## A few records
•••••

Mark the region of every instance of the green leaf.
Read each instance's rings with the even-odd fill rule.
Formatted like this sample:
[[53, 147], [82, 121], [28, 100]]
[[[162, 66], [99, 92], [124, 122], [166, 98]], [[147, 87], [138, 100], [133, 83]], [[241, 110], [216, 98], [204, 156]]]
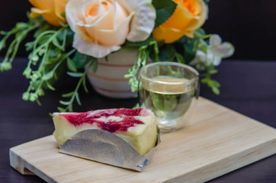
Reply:
[[140, 108], [140, 107], [141, 107], [141, 105], [138, 102], [132, 107], [132, 109], [135, 109], [135, 108]]
[[183, 58], [183, 56], [181, 54], [176, 52], [175, 57], [177, 58], [177, 62], [181, 63], [181, 64], [185, 64], [184, 59]]
[[175, 57], [175, 49], [172, 44], [166, 44], [159, 48], [159, 58], [161, 61], [172, 61]]
[[48, 87], [50, 90], [53, 90], [53, 91], [55, 91], [55, 90], [56, 90], [56, 89], [55, 89], [54, 87], [52, 87], [52, 86], [50, 85], [48, 81], [46, 81], [46, 83], [47, 87]]
[[73, 72], [77, 72], [77, 67], [74, 62], [69, 58], [67, 58], [67, 67], [68, 69]]
[[92, 57], [91, 56], [88, 56], [84, 54], [81, 54], [79, 52], [77, 52], [72, 61], [74, 62], [77, 68], [83, 68], [85, 65], [86, 65]]
[[67, 74], [72, 77], [81, 77], [83, 75], [83, 73], [67, 72]]
[[211, 88], [212, 88], [212, 91], [213, 91], [215, 95], [219, 95], [219, 94], [220, 94], [220, 91], [219, 91], [219, 88], [217, 88], [217, 87], [213, 86], [213, 87], [212, 87]]
[[57, 40], [57, 37], [53, 38], [52, 43], [57, 46], [57, 48], [59, 48], [61, 50], [63, 50], [63, 48], [62, 47], [62, 45], [61, 45], [59, 42], [59, 41]]
[[54, 77], [55, 70], [51, 70], [49, 73], [47, 73], [42, 77], [42, 79], [44, 81], [49, 80], [52, 77]]
[[159, 27], [174, 13], [177, 4], [172, 0], [152, 0], [156, 10], [155, 28]]
[[201, 28], [197, 29], [194, 32], [194, 35], [195, 37], [201, 38], [206, 35], [205, 30]]
[[209, 80], [209, 78], [208, 78], [208, 77], [204, 78], [201, 79], [201, 83], [206, 84], [208, 80]]
[[74, 92], [70, 92], [68, 93], [63, 94], [61, 96], [62, 96], [62, 97], [70, 97], [73, 96], [73, 95], [74, 95]]
[[81, 106], [81, 100], [79, 99], [79, 93], [77, 92], [76, 92], [75, 93], [75, 95], [76, 95], [76, 99], [77, 99], [77, 102], [79, 106]]
[[146, 39], [145, 41], [143, 41], [130, 42], [130, 41], [126, 41], [124, 46], [126, 47], [138, 47], [138, 48], [139, 48], [141, 46], [148, 46], [150, 44], [151, 42], [154, 42], [154, 41], [155, 41], [155, 38], [153, 37], [152, 35], [150, 35], [150, 36], [147, 39]]

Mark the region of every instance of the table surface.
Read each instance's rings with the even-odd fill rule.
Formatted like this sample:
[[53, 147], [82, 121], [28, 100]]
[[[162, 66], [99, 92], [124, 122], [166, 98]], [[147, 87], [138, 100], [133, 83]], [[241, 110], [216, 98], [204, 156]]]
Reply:
[[[50, 112], [56, 111], [60, 96], [73, 90], [75, 79], [64, 76], [56, 91], [47, 91], [42, 106], [21, 99], [28, 81], [21, 75], [27, 59], [17, 58], [13, 69], [0, 73], [0, 182], [45, 182], [36, 176], [21, 175], [10, 166], [8, 149], [50, 135], [54, 131]], [[276, 128], [276, 62], [224, 61], [214, 78], [221, 84], [221, 95], [201, 86], [201, 95]], [[131, 108], [136, 99], [114, 99], [81, 91], [82, 106], [76, 111], [107, 108]], [[210, 180], [209, 182], [276, 182], [276, 155]]]

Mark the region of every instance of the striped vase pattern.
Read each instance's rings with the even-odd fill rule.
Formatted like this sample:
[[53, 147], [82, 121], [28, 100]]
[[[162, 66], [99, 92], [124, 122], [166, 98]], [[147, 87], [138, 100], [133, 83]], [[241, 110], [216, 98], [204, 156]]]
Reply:
[[137, 50], [121, 49], [119, 52], [98, 59], [98, 68], [95, 73], [88, 73], [88, 78], [99, 94], [112, 97], [127, 99], [133, 97], [137, 93], [131, 92], [128, 79], [124, 75], [133, 66]]

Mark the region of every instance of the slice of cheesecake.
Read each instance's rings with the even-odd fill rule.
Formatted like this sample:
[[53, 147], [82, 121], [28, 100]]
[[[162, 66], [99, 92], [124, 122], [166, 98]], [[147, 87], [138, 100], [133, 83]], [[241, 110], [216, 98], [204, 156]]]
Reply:
[[152, 148], [157, 140], [153, 113], [146, 109], [112, 108], [87, 113], [55, 113], [54, 136], [59, 146], [81, 131], [101, 129], [119, 136], [141, 155]]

•••••

Can you copy all of the lines above word for word, leaving out the pictures?

Mark the region of every instance of the green leaf.
Read each instance's rings with the even-odd fill rule.
Formatted like this sample:
[[53, 147], [82, 121], [28, 100]]
[[[162, 66], [99, 92], [124, 122], [166, 98]], [[147, 87], [138, 100], [133, 83]], [[241, 110], [216, 98], [204, 156]]]
Reply:
[[140, 108], [140, 107], [141, 107], [141, 105], [138, 102], [132, 107], [132, 109], [135, 109], [135, 108]]
[[183, 58], [183, 56], [181, 54], [176, 52], [175, 57], [177, 58], [177, 62], [181, 63], [181, 64], [185, 64], [184, 59]]
[[175, 57], [175, 49], [172, 44], [166, 44], [159, 48], [159, 58], [161, 61], [172, 61]]
[[48, 87], [50, 90], [53, 90], [53, 91], [55, 91], [55, 90], [56, 90], [56, 89], [55, 89], [54, 87], [52, 87], [52, 86], [50, 85], [48, 81], [46, 81], [46, 83], [47, 87]]
[[73, 72], [77, 72], [77, 67], [74, 62], [69, 58], [67, 58], [67, 67], [68, 69]]
[[92, 57], [91, 56], [88, 56], [84, 54], [81, 54], [79, 52], [77, 52], [72, 61], [74, 62], [77, 68], [83, 68], [85, 65], [86, 65]]
[[67, 74], [72, 77], [81, 77], [83, 75], [83, 73], [67, 72]]
[[211, 88], [212, 88], [212, 91], [213, 91], [215, 95], [219, 95], [219, 94], [220, 94], [220, 91], [219, 91], [219, 88], [217, 88], [217, 87], [213, 86], [213, 87], [212, 87]]
[[57, 40], [57, 37], [53, 38], [52, 43], [57, 46], [57, 48], [59, 48], [61, 50], [63, 50], [63, 48], [62, 47], [62, 45], [61, 45], [59, 42], [59, 41]]
[[54, 77], [55, 70], [51, 70], [49, 73], [47, 73], [42, 77], [42, 79], [44, 81], [49, 80], [52, 77]]
[[159, 27], [174, 13], [177, 4], [172, 0], [152, 0], [156, 10], [155, 28]]
[[201, 28], [197, 29], [194, 32], [194, 35], [195, 37], [201, 38], [206, 35], [205, 30]]
[[209, 80], [209, 78], [208, 78], [208, 77], [204, 78], [201, 79], [201, 83], [206, 84], [208, 80]]
[[74, 92], [70, 92], [68, 93], [63, 94], [61, 96], [62, 96], [62, 97], [70, 97], [73, 96], [73, 95], [74, 95]]
[[81, 106], [81, 100], [79, 99], [79, 93], [77, 92], [76, 92], [75, 93], [75, 95], [76, 95], [76, 99], [77, 99], [77, 102], [79, 106]]
[[146, 39], [145, 41], [143, 41], [130, 42], [130, 41], [126, 41], [124, 46], [126, 47], [138, 47], [138, 48], [139, 48], [141, 46], [148, 46], [150, 44], [151, 42], [154, 42], [154, 41], [155, 41], [155, 38], [153, 37], [152, 35], [150, 35], [150, 36], [147, 39]]

Mark the region of every instance of the table surface.
Read each instance's rings with the even-odd fill rule.
Formatted like this sample:
[[53, 147], [82, 121], [28, 100]]
[[[162, 66], [99, 92], [124, 122], [166, 98]], [[147, 87], [138, 100], [133, 83]], [[241, 110], [216, 98], [204, 156]]]
Reply:
[[[50, 112], [56, 111], [60, 96], [73, 90], [75, 79], [64, 76], [56, 91], [47, 91], [42, 106], [21, 99], [28, 81], [21, 75], [27, 59], [17, 58], [13, 69], [0, 73], [0, 182], [45, 182], [36, 176], [21, 175], [10, 166], [8, 149], [50, 135], [54, 131]], [[276, 128], [276, 62], [224, 61], [214, 78], [221, 84], [221, 95], [201, 86], [201, 95]], [[131, 108], [136, 99], [114, 99], [81, 91], [82, 106], [76, 111], [107, 108]], [[210, 180], [209, 182], [276, 182], [276, 155]]]

Mark the region of every instance of the striped vase pattern.
Read each instance's rings with the even-odd fill rule.
Formatted like this sample:
[[53, 147], [82, 121], [28, 100]]
[[[162, 66], [99, 92], [124, 122], [166, 98]], [[147, 87], [138, 100], [133, 83]], [[241, 110], [216, 98], [204, 156]]]
Reply:
[[137, 50], [121, 49], [119, 52], [98, 59], [98, 68], [95, 73], [88, 73], [88, 78], [99, 94], [112, 97], [127, 99], [133, 97], [137, 93], [131, 92], [128, 79], [124, 75], [133, 66]]

Mark the region of every instance of the slice of cheesecake.
Read each instance's rings with the even-odd fill rule.
Formatted like this sample:
[[53, 147], [82, 121], [28, 100]]
[[[162, 66], [99, 92], [124, 122], [166, 98]], [[147, 87], [138, 100], [133, 83]], [[241, 110], [216, 98], [204, 156]]]
Reply:
[[152, 148], [157, 140], [153, 113], [146, 109], [112, 108], [87, 113], [55, 113], [54, 136], [59, 146], [81, 131], [101, 129], [119, 136], [141, 155]]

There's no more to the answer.